start

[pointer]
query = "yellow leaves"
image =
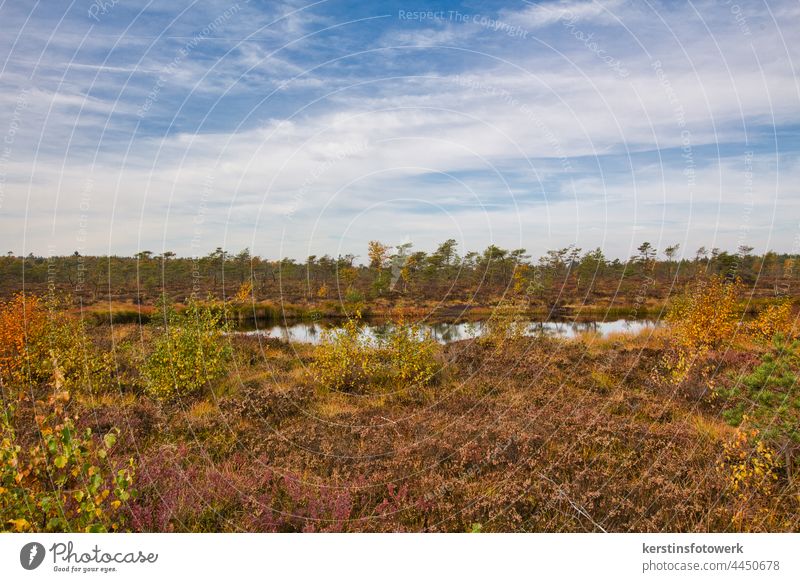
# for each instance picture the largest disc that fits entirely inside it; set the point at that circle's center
(706, 315)
(348, 359)
(774, 319)
(750, 465)
(19, 525)
(244, 294)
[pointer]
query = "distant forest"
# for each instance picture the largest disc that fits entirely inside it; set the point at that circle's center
(398, 275)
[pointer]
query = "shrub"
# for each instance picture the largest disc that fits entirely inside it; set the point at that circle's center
(345, 358)
(412, 354)
(348, 359)
(42, 343)
(20, 318)
(702, 318)
(508, 322)
(190, 351)
(64, 483)
(705, 315)
(772, 320)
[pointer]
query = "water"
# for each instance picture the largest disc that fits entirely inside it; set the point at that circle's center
(310, 332)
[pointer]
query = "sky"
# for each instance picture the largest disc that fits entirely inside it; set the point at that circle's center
(295, 128)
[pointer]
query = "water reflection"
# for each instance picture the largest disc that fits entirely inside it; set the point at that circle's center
(309, 332)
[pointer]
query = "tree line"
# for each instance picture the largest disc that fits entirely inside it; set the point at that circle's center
(395, 273)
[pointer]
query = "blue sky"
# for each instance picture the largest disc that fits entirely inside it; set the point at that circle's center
(298, 128)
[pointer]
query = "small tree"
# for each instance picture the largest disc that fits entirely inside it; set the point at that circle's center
(190, 351)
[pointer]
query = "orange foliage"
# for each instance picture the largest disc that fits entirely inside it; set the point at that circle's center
(21, 318)
(774, 319)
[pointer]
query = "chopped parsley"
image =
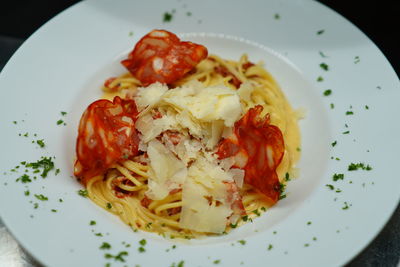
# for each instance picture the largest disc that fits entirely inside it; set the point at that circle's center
(357, 166)
(338, 176)
(282, 194)
(331, 187)
(40, 143)
(41, 197)
(322, 54)
(324, 66)
(105, 245)
(346, 206)
(242, 242)
(25, 179)
(45, 163)
(167, 17)
(83, 193)
(143, 242)
(327, 92)
(119, 257)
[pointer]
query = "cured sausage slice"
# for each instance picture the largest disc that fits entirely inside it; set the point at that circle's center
(161, 57)
(258, 148)
(106, 135)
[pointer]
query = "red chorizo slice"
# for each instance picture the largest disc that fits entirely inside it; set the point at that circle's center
(106, 135)
(258, 148)
(161, 57)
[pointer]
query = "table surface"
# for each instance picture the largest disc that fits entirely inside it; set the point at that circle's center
(384, 250)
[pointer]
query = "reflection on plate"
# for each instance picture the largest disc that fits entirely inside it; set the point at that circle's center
(323, 64)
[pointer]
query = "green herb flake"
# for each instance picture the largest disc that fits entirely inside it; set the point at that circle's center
(167, 17)
(83, 193)
(233, 226)
(282, 194)
(322, 54)
(256, 212)
(327, 92)
(331, 187)
(324, 66)
(105, 245)
(338, 176)
(41, 197)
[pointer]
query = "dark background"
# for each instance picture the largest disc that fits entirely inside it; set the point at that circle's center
(377, 19)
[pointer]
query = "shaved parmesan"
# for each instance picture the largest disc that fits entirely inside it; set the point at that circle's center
(166, 171)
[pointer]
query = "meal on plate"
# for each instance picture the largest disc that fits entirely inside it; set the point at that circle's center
(187, 144)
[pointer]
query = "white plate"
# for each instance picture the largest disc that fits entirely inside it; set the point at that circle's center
(62, 66)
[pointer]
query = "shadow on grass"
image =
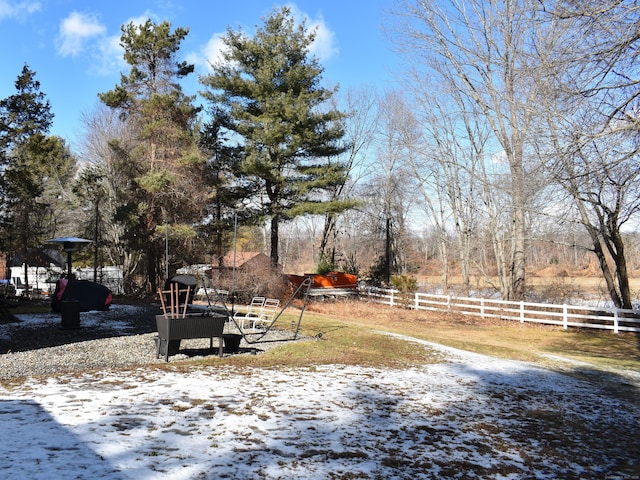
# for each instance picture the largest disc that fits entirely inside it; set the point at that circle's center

end

▸ **EXERCISE PROMPT**
Each line in the records above should be reproduced exactly; images are not copied.

▸ **FINAL RESULT**
[pointer]
query = "yellow leaves"
image =
# for each instance picture the largest disc that fits entirely inside it; set the point at that circle's center
(706, 315)
(348, 359)
(774, 319)
(750, 465)
(19, 525)
(244, 294)
[pointer]
query = "distant forest"
# for each instance picture the largest disc that fits entirely inside it; set the point at that circle's center
(398, 275)
[pointer]
query = "shrub"
# for each instance picture the largest disc that fits entirely inside it; set the point at that circle's center
(345, 358)
(412, 354)
(348, 359)
(42, 343)
(20, 318)
(702, 318)
(508, 322)
(190, 351)
(64, 483)
(705, 315)
(772, 320)
[pointer]
query = "water"
# for each instance picture the largest disc that fits entirely inside it; set the point at that circle's center
(310, 332)
[pointer]
query = "sky"
# for each instance picture the largest disc that fits entirely inside it; set the point at that circle's center
(295, 128)
[pointer]
query = "water reflection"
# for each instance picture the largest disc that fits entirely inside it; set the point at that circle's center
(309, 332)
[pointer]
query = "tree line"
# for each instance picture the largest disc that fits entirely inside it; set the point at that circle's center
(395, 273)
[pointer]
query = "blue sky"
# for each instance picture the largest disc that fits entirely inside it; set the point at that circle's center
(298, 128)
[pointer]
query = "small tree"
# for each instance picture the largest disc that fits entirely inside it; set the point at that circle's center
(190, 351)
[pointer]
query = "orange foliage"
# for each instance picture the largest disc that fits entirely inside it; set the point at that circle's center
(21, 318)
(774, 319)
[pointer]
query = "chopped parsley"
image =
# for each instance picture the largest disc that fits entirely inside it; set the point at that circle's center
(357, 166)
(338, 176)
(282, 194)
(331, 187)
(40, 143)
(41, 197)
(322, 54)
(324, 66)
(105, 245)
(346, 206)
(242, 242)
(25, 179)
(45, 163)
(167, 17)
(83, 193)
(143, 242)
(327, 92)
(119, 257)
[pointer]
query = "cured sausage slice"
# for each instance picture the largest disc that fits entirely inside it; set the point at that circle's center
(161, 57)
(258, 148)
(106, 135)
[pointer]
query = "red chorizo slice"
# for each instance picture the largest disc that fits entirely inside it; set the point at that circle's center
(106, 135)
(258, 148)
(161, 57)
[pointer]
query = "table surface"
# for each instance picture the largest disc that fits entirely inside it; set the point at that circle's center
(384, 250)
[pointer]
query = "reflection on plate"
# for each instance picture the largest disc that fits entirely inside it; set the point at that circle's center
(323, 64)
[pointer]
query = "green herb flake"
# for each instance picture the largest disc that fits entirely inside it; set the point at that circle's center
(167, 17)
(83, 193)
(233, 226)
(282, 194)
(322, 54)
(256, 212)
(327, 92)
(331, 187)
(324, 66)
(105, 245)
(338, 176)
(41, 197)
[pointer]
query = "dark background"
# for each instance picture the largest disc that fits entirely inside it; set the point at that circle's center
(377, 19)
[pointer]
query = "shaved parmesan"
# for each instance picture the largest disc that fits entirely inside it; set the point at that circle's center
(166, 171)
[pointer]
query = "meal on plate"
# for each instance picture the largest disc that fits entirely inside it; set the point at that circle's center
(187, 144)
[pointer]
query = "white plate"
# for each instance picture the largest disc that fits entirely inside it; set the point at that circle's center
(62, 66)
[pointer]
query = "shadow on grass"
image =
# for each instance picture the largest disc that fits entirely inside it; set the point at that circle's center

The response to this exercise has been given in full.